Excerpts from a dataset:
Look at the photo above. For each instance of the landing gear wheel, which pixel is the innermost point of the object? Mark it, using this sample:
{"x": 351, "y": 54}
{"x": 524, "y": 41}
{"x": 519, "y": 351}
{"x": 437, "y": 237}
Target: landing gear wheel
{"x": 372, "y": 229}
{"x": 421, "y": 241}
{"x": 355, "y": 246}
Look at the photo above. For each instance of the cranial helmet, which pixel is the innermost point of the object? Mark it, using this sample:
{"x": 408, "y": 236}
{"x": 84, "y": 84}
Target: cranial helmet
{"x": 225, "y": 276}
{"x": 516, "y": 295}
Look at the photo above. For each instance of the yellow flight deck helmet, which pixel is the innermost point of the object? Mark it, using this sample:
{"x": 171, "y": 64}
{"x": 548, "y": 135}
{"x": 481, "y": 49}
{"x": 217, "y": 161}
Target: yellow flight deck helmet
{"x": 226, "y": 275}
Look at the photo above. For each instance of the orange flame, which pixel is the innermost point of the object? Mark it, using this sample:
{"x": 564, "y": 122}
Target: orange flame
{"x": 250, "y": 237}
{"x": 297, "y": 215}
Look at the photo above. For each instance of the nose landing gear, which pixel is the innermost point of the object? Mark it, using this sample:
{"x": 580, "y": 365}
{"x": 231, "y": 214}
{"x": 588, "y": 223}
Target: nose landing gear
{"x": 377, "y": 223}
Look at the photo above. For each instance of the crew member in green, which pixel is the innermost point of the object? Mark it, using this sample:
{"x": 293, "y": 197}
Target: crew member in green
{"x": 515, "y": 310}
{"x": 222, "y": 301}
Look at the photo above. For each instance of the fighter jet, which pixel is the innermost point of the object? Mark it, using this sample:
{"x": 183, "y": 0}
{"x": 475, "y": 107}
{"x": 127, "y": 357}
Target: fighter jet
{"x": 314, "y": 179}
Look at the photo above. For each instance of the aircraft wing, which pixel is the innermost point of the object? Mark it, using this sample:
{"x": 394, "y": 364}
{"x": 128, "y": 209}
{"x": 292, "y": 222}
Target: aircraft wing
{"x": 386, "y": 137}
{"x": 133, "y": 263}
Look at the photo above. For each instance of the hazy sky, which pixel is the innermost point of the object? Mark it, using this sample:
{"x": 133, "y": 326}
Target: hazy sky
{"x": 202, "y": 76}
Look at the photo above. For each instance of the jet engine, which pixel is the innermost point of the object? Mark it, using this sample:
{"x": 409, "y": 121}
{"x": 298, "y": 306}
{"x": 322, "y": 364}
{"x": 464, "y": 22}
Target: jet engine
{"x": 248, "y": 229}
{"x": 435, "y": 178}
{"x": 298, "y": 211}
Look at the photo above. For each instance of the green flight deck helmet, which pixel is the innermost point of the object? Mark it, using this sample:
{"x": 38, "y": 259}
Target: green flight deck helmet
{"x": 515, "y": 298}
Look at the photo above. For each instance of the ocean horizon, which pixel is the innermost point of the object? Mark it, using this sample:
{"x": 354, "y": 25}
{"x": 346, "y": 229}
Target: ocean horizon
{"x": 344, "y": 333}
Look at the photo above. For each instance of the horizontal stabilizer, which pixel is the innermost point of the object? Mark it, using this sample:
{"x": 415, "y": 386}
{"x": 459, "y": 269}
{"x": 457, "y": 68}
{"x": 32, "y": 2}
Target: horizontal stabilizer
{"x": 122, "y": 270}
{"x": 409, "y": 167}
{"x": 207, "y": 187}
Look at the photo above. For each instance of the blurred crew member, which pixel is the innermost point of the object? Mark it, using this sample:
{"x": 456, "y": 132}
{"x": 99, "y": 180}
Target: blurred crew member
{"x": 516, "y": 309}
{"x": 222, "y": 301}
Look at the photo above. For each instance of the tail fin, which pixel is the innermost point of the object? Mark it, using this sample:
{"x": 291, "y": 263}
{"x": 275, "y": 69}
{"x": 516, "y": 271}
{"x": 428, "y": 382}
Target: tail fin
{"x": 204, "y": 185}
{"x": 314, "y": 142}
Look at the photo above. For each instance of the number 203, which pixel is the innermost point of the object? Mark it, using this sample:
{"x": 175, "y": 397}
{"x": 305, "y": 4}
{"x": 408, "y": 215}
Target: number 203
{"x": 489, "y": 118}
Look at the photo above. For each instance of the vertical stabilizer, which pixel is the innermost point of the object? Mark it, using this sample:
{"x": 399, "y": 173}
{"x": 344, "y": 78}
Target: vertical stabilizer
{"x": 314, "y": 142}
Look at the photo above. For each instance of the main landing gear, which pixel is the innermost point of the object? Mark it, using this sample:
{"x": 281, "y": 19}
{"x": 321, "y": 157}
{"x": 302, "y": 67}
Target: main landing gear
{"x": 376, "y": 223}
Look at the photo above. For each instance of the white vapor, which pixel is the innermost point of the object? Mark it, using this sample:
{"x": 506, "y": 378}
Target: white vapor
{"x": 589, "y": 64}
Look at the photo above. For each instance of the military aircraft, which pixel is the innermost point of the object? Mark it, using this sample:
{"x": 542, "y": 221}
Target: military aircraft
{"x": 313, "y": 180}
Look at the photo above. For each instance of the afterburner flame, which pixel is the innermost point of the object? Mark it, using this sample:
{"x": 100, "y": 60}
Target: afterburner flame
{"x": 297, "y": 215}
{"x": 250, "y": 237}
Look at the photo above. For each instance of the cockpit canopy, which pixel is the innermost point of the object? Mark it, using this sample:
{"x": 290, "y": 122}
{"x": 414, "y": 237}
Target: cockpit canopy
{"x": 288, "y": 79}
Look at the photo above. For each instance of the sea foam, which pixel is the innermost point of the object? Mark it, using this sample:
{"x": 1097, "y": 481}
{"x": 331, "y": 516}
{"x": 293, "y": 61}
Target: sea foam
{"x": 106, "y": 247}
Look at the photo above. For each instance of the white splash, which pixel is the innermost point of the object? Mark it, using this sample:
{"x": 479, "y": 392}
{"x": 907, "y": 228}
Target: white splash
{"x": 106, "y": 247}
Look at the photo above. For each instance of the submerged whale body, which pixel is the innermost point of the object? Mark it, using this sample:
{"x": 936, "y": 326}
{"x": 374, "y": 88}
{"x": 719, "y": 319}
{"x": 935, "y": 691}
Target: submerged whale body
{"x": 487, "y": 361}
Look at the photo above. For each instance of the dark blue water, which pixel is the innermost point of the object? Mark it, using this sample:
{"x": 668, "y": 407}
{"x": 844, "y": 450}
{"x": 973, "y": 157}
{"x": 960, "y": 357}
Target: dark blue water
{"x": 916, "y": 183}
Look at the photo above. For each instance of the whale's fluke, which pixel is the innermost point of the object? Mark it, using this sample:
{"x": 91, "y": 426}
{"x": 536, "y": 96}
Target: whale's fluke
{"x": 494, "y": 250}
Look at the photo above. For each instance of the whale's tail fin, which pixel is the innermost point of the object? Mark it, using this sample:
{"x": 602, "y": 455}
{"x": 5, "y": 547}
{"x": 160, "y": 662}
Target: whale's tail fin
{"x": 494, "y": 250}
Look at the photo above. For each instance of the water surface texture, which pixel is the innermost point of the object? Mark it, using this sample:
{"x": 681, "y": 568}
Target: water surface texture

*PROBLEM TO SOLVE*: What lines above hold the word "surface"? List them all.

*TASK OUTPUT*:
Look at the photo above. For each instance of the water surface texture, which pixel is the innermost point of the object? Mark it, using this sample:
Target: water surface texture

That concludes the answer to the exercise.